Copy the lines below word for word, starting at the line that contains "Return one point per instance of the tire" and ending with the last line.

+++ PROVIDED MATERIAL +++

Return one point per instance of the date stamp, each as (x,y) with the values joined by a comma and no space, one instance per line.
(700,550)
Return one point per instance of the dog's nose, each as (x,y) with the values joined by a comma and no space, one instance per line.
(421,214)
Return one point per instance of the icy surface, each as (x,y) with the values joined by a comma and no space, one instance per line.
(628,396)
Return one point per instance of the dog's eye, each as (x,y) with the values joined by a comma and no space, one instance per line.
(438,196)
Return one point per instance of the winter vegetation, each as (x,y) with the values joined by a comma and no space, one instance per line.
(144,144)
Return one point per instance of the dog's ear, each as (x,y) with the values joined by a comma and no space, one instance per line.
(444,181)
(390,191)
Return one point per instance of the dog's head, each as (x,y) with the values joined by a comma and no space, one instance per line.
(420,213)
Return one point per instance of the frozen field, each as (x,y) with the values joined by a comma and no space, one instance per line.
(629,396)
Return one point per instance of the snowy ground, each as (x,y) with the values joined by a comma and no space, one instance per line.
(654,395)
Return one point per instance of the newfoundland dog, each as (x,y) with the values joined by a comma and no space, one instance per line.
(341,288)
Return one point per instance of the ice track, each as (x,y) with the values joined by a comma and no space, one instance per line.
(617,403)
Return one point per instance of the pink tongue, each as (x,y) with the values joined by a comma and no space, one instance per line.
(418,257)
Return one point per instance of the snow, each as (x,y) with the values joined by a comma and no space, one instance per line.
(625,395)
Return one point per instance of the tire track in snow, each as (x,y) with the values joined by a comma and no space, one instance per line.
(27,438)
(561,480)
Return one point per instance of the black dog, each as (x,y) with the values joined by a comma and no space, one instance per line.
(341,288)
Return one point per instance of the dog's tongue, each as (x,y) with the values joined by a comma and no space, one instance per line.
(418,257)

+++

FINISHED TASK:
Return one point per instance of the tire track in snow, each as (x,y) with the values joined by a comma and no space, one instance per line.
(27,438)
(561,480)
Return one point per instance of the black dog, each as (x,y) with the values joined by a comma and no space, one instance per line.
(341,288)
Return one point per instance of the dog's tongue, each as (x,y) with the values joined by a comma and no space, one instance per line.
(418,257)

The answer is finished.